> **Exercise directions**: Should an entry contain an image, omit it and repeat the rest exactly.

Data Block Start

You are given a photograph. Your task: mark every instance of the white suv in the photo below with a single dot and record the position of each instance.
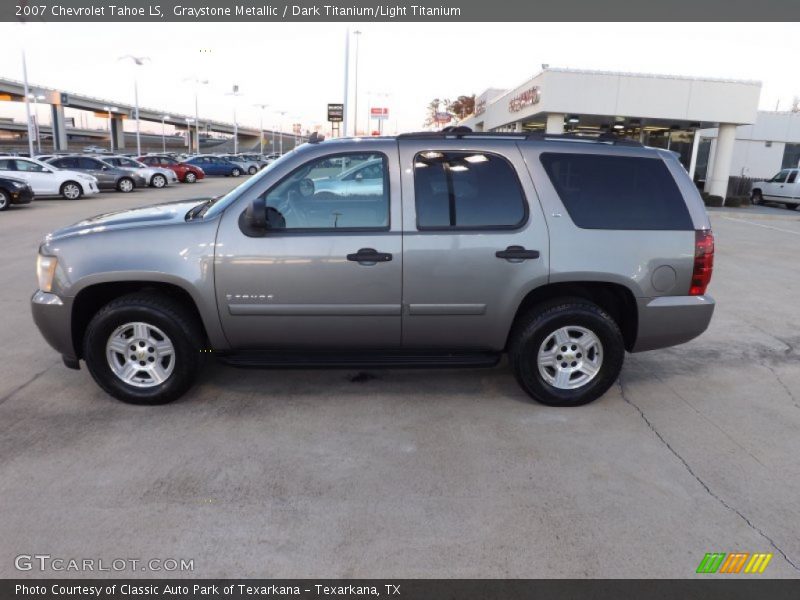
(47, 180)
(784, 187)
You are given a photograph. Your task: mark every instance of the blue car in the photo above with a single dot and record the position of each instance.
(214, 165)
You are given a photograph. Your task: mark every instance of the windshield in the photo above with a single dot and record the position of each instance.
(221, 203)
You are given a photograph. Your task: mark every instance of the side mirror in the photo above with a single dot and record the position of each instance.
(255, 214)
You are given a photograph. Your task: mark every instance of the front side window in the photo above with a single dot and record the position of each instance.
(617, 192)
(321, 195)
(467, 190)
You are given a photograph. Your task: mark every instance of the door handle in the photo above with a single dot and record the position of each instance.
(516, 252)
(369, 255)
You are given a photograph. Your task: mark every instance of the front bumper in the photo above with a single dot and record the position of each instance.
(53, 316)
(670, 320)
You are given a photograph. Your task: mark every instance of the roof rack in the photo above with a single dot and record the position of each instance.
(460, 132)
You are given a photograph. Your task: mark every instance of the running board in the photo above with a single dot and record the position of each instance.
(363, 359)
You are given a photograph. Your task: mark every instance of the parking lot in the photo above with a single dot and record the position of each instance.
(415, 473)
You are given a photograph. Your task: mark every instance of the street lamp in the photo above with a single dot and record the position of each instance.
(261, 126)
(197, 83)
(138, 61)
(235, 93)
(110, 109)
(36, 98)
(282, 113)
(163, 136)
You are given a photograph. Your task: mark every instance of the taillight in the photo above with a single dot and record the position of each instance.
(703, 261)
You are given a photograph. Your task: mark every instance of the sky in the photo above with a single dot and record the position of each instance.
(299, 67)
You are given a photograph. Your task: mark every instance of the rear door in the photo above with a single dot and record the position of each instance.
(474, 242)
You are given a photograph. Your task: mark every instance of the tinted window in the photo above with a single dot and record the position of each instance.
(617, 192)
(467, 190)
(318, 195)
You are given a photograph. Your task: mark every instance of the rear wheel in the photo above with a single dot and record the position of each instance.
(143, 349)
(71, 190)
(125, 185)
(566, 353)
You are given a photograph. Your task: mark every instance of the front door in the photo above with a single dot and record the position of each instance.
(326, 274)
(474, 242)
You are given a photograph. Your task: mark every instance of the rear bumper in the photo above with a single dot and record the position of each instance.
(53, 316)
(671, 320)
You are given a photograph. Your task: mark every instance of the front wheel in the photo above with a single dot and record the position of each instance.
(143, 349)
(566, 353)
(125, 185)
(71, 190)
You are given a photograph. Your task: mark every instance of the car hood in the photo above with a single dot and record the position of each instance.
(148, 216)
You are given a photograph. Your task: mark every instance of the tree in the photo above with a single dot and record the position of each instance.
(463, 106)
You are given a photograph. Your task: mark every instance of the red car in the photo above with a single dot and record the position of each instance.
(186, 173)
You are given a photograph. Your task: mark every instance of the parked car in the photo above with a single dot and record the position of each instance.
(14, 191)
(783, 187)
(108, 177)
(184, 171)
(155, 176)
(250, 167)
(49, 180)
(562, 253)
(214, 165)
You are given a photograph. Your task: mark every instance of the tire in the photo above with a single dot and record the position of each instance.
(126, 185)
(70, 190)
(541, 331)
(163, 325)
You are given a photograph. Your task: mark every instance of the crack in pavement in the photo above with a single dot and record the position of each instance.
(700, 481)
(22, 386)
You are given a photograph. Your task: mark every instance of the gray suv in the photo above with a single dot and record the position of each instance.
(561, 252)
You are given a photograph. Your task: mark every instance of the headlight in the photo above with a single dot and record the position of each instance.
(45, 271)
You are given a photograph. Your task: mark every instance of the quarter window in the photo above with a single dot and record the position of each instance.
(617, 192)
(467, 190)
(324, 195)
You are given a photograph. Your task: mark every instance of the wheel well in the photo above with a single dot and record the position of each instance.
(91, 299)
(615, 299)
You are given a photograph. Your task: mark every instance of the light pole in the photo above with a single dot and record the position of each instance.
(357, 33)
(197, 83)
(261, 127)
(282, 113)
(163, 135)
(36, 98)
(235, 93)
(138, 61)
(110, 109)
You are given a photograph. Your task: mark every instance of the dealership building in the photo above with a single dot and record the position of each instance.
(713, 124)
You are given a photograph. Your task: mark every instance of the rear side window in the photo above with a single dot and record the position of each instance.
(467, 190)
(617, 192)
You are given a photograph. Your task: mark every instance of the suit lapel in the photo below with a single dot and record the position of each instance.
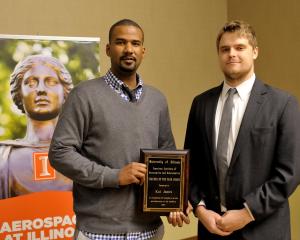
(257, 97)
(210, 111)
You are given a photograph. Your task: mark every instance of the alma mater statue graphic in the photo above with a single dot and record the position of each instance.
(39, 85)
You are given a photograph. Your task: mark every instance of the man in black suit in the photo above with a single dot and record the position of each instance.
(262, 148)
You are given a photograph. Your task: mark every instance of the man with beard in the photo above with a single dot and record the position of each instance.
(39, 86)
(97, 142)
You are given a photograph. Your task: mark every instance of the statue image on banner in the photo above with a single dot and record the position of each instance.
(38, 85)
(37, 74)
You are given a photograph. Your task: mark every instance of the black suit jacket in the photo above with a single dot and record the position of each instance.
(264, 168)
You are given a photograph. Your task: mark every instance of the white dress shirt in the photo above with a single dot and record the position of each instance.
(240, 101)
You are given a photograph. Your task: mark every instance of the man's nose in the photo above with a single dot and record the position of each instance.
(232, 52)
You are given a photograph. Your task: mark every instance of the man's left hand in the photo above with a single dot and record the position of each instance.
(179, 218)
(234, 220)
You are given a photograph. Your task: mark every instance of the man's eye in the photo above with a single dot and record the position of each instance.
(120, 42)
(136, 44)
(224, 50)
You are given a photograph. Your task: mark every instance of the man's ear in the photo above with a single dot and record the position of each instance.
(108, 50)
(255, 53)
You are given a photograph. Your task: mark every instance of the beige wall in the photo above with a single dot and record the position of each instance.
(277, 24)
(179, 38)
(180, 45)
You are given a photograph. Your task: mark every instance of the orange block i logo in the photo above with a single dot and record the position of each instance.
(42, 168)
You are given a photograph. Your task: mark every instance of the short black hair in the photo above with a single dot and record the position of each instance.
(124, 22)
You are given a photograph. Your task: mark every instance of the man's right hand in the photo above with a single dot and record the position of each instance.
(209, 219)
(132, 173)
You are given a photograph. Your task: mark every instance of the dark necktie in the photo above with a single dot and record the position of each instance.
(222, 145)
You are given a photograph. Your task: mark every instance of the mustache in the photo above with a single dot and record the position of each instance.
(41, 99)
(126, 57)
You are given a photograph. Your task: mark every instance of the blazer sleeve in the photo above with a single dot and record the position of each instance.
(270, 196)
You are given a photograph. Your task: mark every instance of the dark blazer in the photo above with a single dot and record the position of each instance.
(264, 169)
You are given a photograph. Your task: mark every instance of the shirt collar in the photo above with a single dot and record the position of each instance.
(243, 89)
(112, 80)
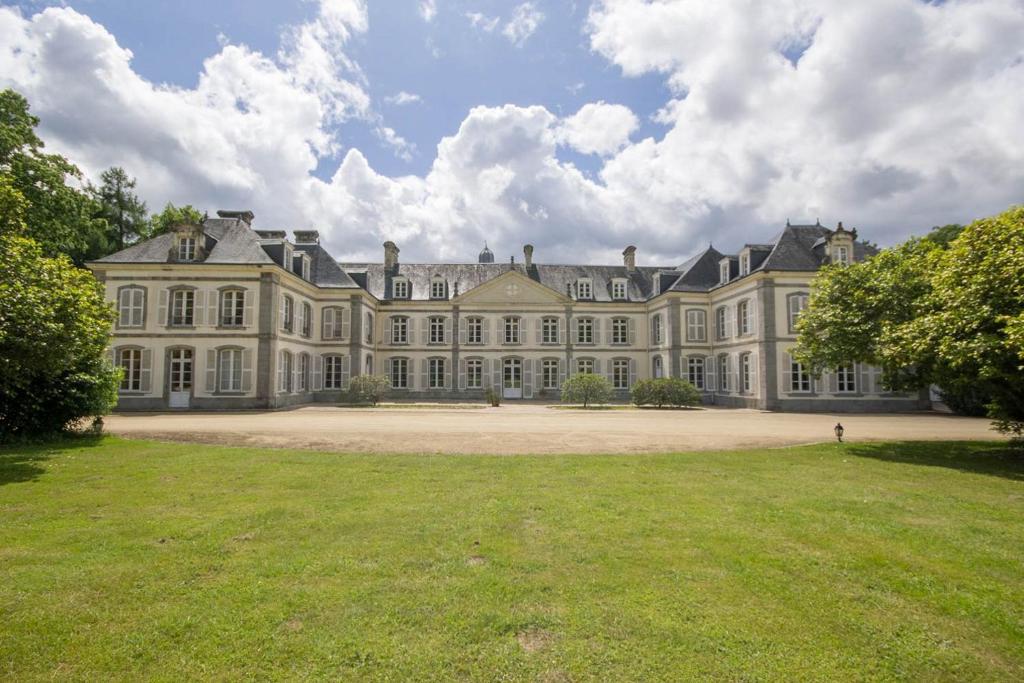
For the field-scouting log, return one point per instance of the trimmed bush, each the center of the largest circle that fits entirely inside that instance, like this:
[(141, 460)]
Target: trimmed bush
[(665, 391), (587, 388)]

Data Block End

> **Task response**:
You are given a photograph. Your task: mark every instance of the white suv in the photo below with a single dot and record the position of each instance.
(47, 180)
(784, 187)
You are given a photograph. Your task: mark every instance of the blue car in the photo above with a single dot and record the position of each instance.
(214, 165)
You are given a photograph. Your task: mark every instance of the windshield in the photo above with a single dot and record the position of each instance.
(221, 203)
You are given a photograph. Your task: mark every instance of the side mirror in the photo above with a single dot and record the position of each instance.
(255, 214)
You are given a photograph. Your task: mark every instance of the front side window in the photo above with a single dot and record the position of each instance.
(617, 192)
(321, 195)
(467, 190)
You are given a photograph. Your task: mark every instance of the door handle in the photo above with a single dot and record the position of each instance.
(516, 252)
(369, 255)
You are given a photograph. Your task: mark every instance of the front bumper in the photo above with a single dot and record the position of each instance.
(53, 316)
(670, 320)
You are given a photograph. Your task: mark every instance of the roof rack in the photo above with a single dot and record the position of each instance.
(460, 132)
You are given a photograph. Your task: mark every instance of the running board in the photo above with a single dot and record the position of each instance.
(363, 359)
You are given a photograph. Your task: mark every instance of the parking lot in the photo above with a single dot and record the position of each instance.
(415, 473)
You are given a photograph. Your task: mark every instance of the street lamp in the photo above with a single dot and record the position of each instance.
(261, 126)
(197, 83)
(138, 61)
(235, 93)
(110, 109)
(36, 98)
(282, 113)
(163, 136)
You are given a photograph. Your task: mark every instance of the taillight in the photo above with a single dot and record the position of each instance.
(703, 261)
You are given a photograph. Your task: mark every instance of the sky in the photo above with a single dot and record the position of each instance.
(299, 67)
You are given a photograph. Your task: mark every instance of the rear door in the photo above with a single dot and record the position of each instance.
(474, 242)
You are given a photograph. Your task: mark every instance of the tinted window in the photo above with a single dot and record the position of each instance.
(617, 192)
(467, 190)
(318, 195)
You are given a photograph. Your task: mark every instance of the rear wheel in the photo above with a single dot and record the position of each instance.
(143, 349)
(71, 190)
(125, 185)
(566, 353)
You are given a photograph. Your task: mark every instance of the front door in the photo above with a single dot and record the position of each instance.
(326, 274)
(474, 242)
You are given a photograph. Your task: mark every instance of the rear bumper in the photo above with a single dot and record the position of each instance.
(53, 316)
(671, 320)
You are given a photograph. Your task: mark every instance of the front wheel in the photo above with a single dot and record the position of each instance.
(143, 349)
(566, 353)
(125, 185)
(71, 190)
You are given a photograph. Your task: mark every instance of the car hood in the photo above with a single dot and record the position of each instance.
(148, 216)
You are given a photograph. Your task: mark every instance of the tree in the photo above with a single dot and record the position of each instance.
(463, 106)
You are given a photograph. Your task: mark every instance of the red car in the photo above with a single dot and record the position of each instance.
(186, 173)
You are given a photograph. Your task: mark every instance of the parked car in the photo above with a single dot and record the position of each instance.
(14, 191)
(783, 187)
(108, 177)
(184, 171)
(155, 176)
(250, 167)
(49, 180)
(562, 253)
(214, 165)
You are given a photograph. Your task: mark every instance of the tire in the photo above with a single dot and record the position of each instance.
(126, 185)
(70, 190)
(541, 331)
(163, 325)
You are given a photograph. Your task: mark every instance of the crack in pavement in the photo above with a single dot and record the position of each instance.
(700, 481)
(22, 386)
You are given a photograph. Your task: mark every instance of the gray suv in the photo above with a single dot and record the position of each instance.
(561, 252)
You are given a photograph. Your task: mark every instance of the headlight in the photo above with a single dot and record the position of each instance.
(45, 271)
You are given a photograph. Your task: mark every instance of the quarter window in the photo above with a single dot and record the position of each instance.
(617, 192)
(467, 190)
(324, 195)
You are given a photograph. Your task: mark every instance of the wheel well in the photo above with a single dot and record the position of each instance.
(91, 299)
(615, 299)
You are given a photograph. Your task: mark every instance of the light pole in the photo above with a single dot and record the position of each instance.
(357, 33)
(197, 83)
(261, 127)
(282, 113)
(163, 135)
(36, 98)
(235, 93)
(138, 61)
(110, 109)
You are given a photograph. Your task: mark every instance of the dealership building in the photo above with a single dot and record the position of each instance.
(713, 124)
You are given a photograph. Your task: mark every instance of the rear side window in the photo above with a single dot and record the position of each instance.
(467, 190)
(617, 192)
You are given a photograph. Your task: mark every instance of the suit lapel in the photo below with a single dot and record the position of each instance.
(257, 97)
(210, 111)
You are given a photograph. Your task: mark every instance of the alma mater statue graphic in the photo above with a single dot and record the position of each instance.
(39, 85)
You are given a photograph. Your task: mark every instance of the man in black suit in the photo above with a single dot and record the position of each instance.
(262, 148)
You are given a photograph. Your task: mark every instance of the man with beard in the photo above with a single dot and record the position of each instance.
(39, 86)
(97, 142)
You are given a photograph. Your task: mark every instance of the statue image on banner in the photo above with a single dot and record the position of each instance.
(38, 85)
(37, 74)
You are given a photograph. Your task: mark every instance of the black suit jacket in the photo above with a single dot and record the position of each instance.
(264, 168)
You are given a photograph. Your task: mark every instance of the white dress shirt in the photo above with a single dot and record the position of each instance.
(240, 101)
You are given a photograph. Your task: mark every instance of the man's nose in the photo above with a single dot and record the position of each instance.
(232, 52)
You are given a photograph. Your task: mark every instance of the man's left hand in the photo above with a single dot and record the position of each instance.
(179, 218)
(234, 220)
You are given a photograph. Your task: mark every instance of the man's eye in the photo above with a single dot and record the position of each instance.
(120, 42)
(136, 44)
(224, 50)
You are given a photograph. Your task: mark every instance of the man's ear in the photo above with a single dot and record the position of each instance.
(108, 50)
(255, 53)
You are given a photograph. Your task: mark every instance of the beige wall in the photo above with a single dot and record the position of each instance.
(277, 24)
(179, 38)
(180, 45)
You are given a photograph. Your task: mark every instance of the orange block i logo in the photo above with a single dot and record the position of each instance.
(42, 168)
You are given a photograph. Your task: mark every instance of the short black hair in the photo above with a single dot and record the position of each instance.
(124, 22)
You are given a photograph. Your task: mark every instance of the man's right hand in the photo above with a single dot and record the position of each instance.
(209, 219)
(132, 173)
You are given a photograph. Your task: mark every instance of the dark necktie in the photo above with a single dot and record the position of each instance.
(222, 145)
You are given a photograph. Your task: mark every instance of the mustache in the photo above with a single dot and record the position of each instance.
(41, 99)
(126, 57)
You are given a photograph. Your task: mark every instance of the blazer sleeve in the photo above with a single dot and record the position of each instance.
(270, 196)
You are given a photograph. Your task: mark every instance of the dark blazer in the photo above with a single dot and record the position of each instance.
(264, 169)
You are given a photograph. Your task: mark every instance of the shirt collar in the photo above with a single dot and record the position of each instance.
(243, 89)
(112, 80)
For the field-scouting log, return one point per instance of the trimmed bush, each the center of the largest circle that fits entirely inside that instance, like this:
[(141, 460)]
Target: trimmed bush
[(665, 391), (587, 388)]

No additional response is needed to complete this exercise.